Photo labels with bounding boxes
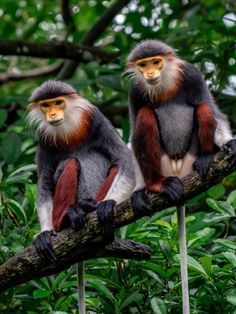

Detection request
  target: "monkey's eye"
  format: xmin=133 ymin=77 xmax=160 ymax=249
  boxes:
xmin=41 ymin=102 xmax=49 ymax=108
xmin=56 ymin=100 xmax=62 ymax=106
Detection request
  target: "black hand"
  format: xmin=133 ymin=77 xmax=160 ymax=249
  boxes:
xmin=97 ymin=200 xmax=116 ymax=234
xmin=161 ymin=177 xmax=186 ymax=205
xmin=131 ymin=189 xmax=147 ymax=213
xmin=78 ymin=198 xmax=97 ymax=213
xmin=223 ymin=139 xmax=236 ymax=166
xmin=65 ymin=205 xmax=85 ymax=230
xmin=193 ymin=154 xmax=213 ymax=176
xmin=34 ymin=230 xmax=57 ymax=263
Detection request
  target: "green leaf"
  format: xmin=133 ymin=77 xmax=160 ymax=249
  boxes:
xmin=199 ymin=256 xmax=212 ymax=276
xmin=151 ymin=297 xmax=168 ymax=314
xmin=0 ymin=109 xmax=7 ymax=128
xmin=207 ymin=184 xmax=225 ymax=199
xmin=226 ymin=294 xmax=236 ymax=306
xmin=154 ymin=220 xmax=172 ymax=230
xmin=227 ymin=190 xmax=236 ymax=208
xmin=188 ymin=227 xmax=215 ymax=247
xmin=188 ymin=256 xmax=208 ymax=277
xmin=119 ymin=290 xmax=140 ymax=310
xmin=214 ymin=239 xmax=236 ymax=251
xmin=223 ymin=252 xmax=236 ymax=267
xmin=5 ymin=164 xmax=36 ymax=185
xmin=33 ymin=290 xmax=50 ymax=299
xmin=90 ymin=280 xmax=115 ymax=302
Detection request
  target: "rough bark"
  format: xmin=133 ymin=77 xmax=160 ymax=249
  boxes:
xmin=0 ymin=151 xmax=235 ymax=291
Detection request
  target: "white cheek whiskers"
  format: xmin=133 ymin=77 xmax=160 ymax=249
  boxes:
xmin=126 ymin=58 xmax=184 ymax=101
xmin=27 ymin=98 xmax=92 ymax=145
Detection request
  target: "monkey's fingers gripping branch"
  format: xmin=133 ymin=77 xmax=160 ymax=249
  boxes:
xmin=223 ymin=139 xmax=236 ymax=167
xmin=34 ymin=230 xmax=57 ymax=263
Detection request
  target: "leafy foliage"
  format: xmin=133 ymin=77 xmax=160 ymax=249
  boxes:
xmin=0 ymin=0 xmax=236 ymax=314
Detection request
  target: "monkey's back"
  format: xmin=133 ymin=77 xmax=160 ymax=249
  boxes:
xmin=54 ymin=148 xmax=111 ymax=199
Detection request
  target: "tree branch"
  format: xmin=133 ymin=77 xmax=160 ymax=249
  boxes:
xmin=0 ymin=151 xmax=235 ymax=291
xmin=57 ymin=0 xmax=130 ymax=80
xmin=0 ymin=39 xmax=118 ymax=62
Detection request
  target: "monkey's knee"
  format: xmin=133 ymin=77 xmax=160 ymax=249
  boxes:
xmin=223 ymin=139 xmax=236 ymax=166
xmin=160 ymin=177 xmax=186 ymax=205
xmin=64 ymin=205 xmax=86 ymax=230
xmin=193 ymin=154 xmax=213 ymax=176
xmin=97 ymin=200 xmax=116 ymax=234
xmin=130 ymin=189 xmax=148 ymax=214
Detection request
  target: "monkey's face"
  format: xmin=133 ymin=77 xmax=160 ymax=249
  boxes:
xmin=38 ymin=97 xmax=66 ymax=126
xmin=136 ymin=56 xmax=164 ymax=85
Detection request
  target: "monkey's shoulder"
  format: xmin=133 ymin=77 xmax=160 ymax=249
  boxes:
xmin=182 ymin=62 xmax=206 ymax=91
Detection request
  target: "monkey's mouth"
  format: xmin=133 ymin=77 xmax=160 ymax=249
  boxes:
xmin=49 ymin=119 xmax=63 ymax=126
xmin=147 ymin=77 xmax=160 ymax=85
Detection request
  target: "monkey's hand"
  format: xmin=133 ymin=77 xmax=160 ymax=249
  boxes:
xmin=34 ymin=230 xmax=57 ymax=263
xmin=96 ymin=200 xmax=116 ymax=234
xmin=65 ymin=203 xmax=86 ymax=231
xmin=223 ymin=139 xmax=236 ymax=166
xmin=131 ymin=189 xmax=147 ymax=214
xmin=193 ymin=154 xmax=213 ymax=176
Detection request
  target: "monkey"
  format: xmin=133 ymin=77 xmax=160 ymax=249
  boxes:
xmin=28 ymin=80 xmax=134 ymax=313
xmin=126 ymin=39 xmax=236 ymax=314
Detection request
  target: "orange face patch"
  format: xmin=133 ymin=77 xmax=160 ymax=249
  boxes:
xmin=136 ymin=56 xmax=164 ymax=85
xmin=36 ymin=96 xmax=66 ymax=126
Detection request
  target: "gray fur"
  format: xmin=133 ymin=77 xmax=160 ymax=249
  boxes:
xmin=155 ymin=103 xmax=194 ymax=158
xmin=29 ymin=80 xmax=76 ymax=102
xmin=30 ymin=81 xmax=134 ymax=231
xmin=127 ymin=39 xmax=175 ymax=63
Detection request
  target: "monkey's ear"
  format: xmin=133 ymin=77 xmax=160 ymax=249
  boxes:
xmin=27 ymin=102 xmax=38 ymax=111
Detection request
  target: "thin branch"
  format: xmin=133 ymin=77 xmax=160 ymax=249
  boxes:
xmin=61 ymin=0 xmax=77 ymax=33
xmin=0 ymin=151 xmax=235 ymax=291
xmin=57 ymin=0 xmax=130 ymax=80
xmin=0 ymin=39 xmax=118 ymax=62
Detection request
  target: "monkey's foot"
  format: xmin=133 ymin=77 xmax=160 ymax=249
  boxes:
xmin=161 ymin=177 xmax=186 ymax=205
xmin=223 ymin=139 xmax=236 ymax=166
xmin=193 ymin=154 xmax=213 ymax=176
xmin=97 ymin=200 xmax=116 ymax=234
xmin=34 ymin=230 xmax=57 ymax=263
xmin=131 ymin=189 xmax=148 ymax=213
xmin=65 ymin=205 xmax=86 ymax=230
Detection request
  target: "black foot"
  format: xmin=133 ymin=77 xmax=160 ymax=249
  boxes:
xmin=131 ymin=189 xmax=147 ymax=213
xmin=78 ymin=198 xmax=97 ymax=214
xmin=193 ymin=155 xmax=213 ymax=176
xmin=161 ymin=177 xmax=186 ymax=205
xmin=34 ymin=230 xmax=57 ymax=263
xmin=97 ymin=200 xmax=116 ymax=234
xmin=65 ymin=205 xmax=85 ymax=230
xmin=223 ymin=139 xmax=236 ymax=166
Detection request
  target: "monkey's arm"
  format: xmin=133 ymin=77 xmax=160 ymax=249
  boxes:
xmin=132 ymin=107 xmax=185 ymax=209
xmin=35 ymin=148 xmax=55 ymax=261
xmin=91 ymin=108 xmax=134 ymax=231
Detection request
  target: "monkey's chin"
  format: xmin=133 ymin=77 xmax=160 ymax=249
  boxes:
xmin=147 ymin=78 xmax=160 ymax=86
xmin=49 ymin=119 xmax=63 ymax=126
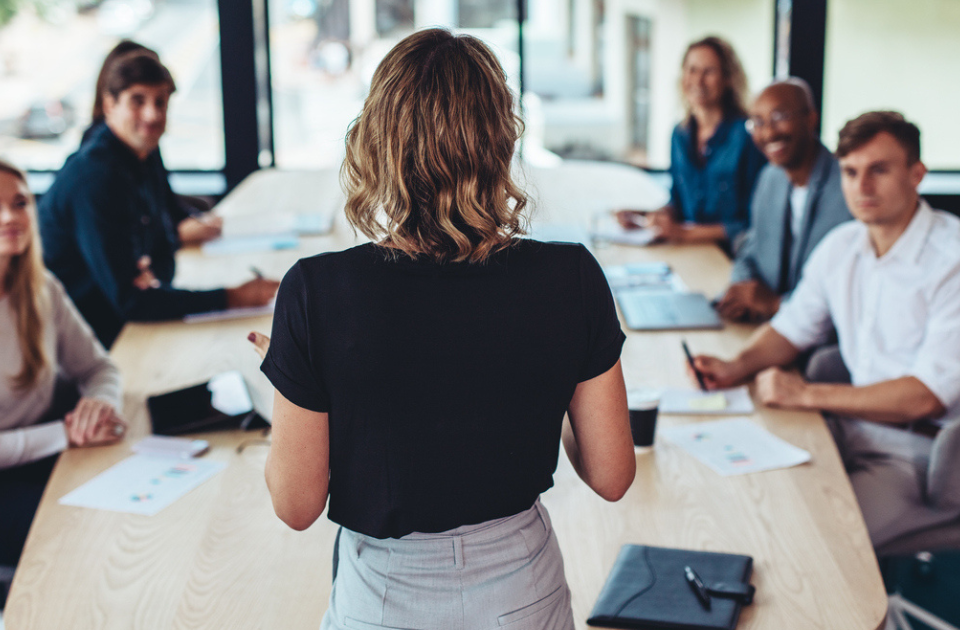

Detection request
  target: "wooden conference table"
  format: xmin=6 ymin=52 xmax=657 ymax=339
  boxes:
xmin=4 ymin=165 xmax=886 ymax=630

> [What to work on] Pick out every line of the records above that contains the word "black", and copy each one.

> [Exercise answer]
  target: "black hand"
  target: "black foot"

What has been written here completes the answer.